What is expected
With the pictures set aside, write out all of the data exactly as it stands.

Recorded data
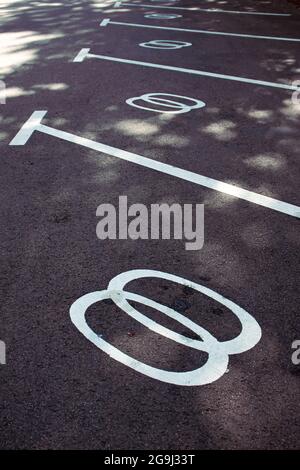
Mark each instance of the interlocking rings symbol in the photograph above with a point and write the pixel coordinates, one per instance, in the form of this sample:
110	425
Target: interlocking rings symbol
175	107
218	351
162	16
168	44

Exercise solution
Mark each instance of the interlocking rings symbol in the photograph above with a point and write the pixel coordinates, one per instance, in the form of this sample:
110	425
Target: interlocking rings symbol
175	107
218	351
162	16
168	44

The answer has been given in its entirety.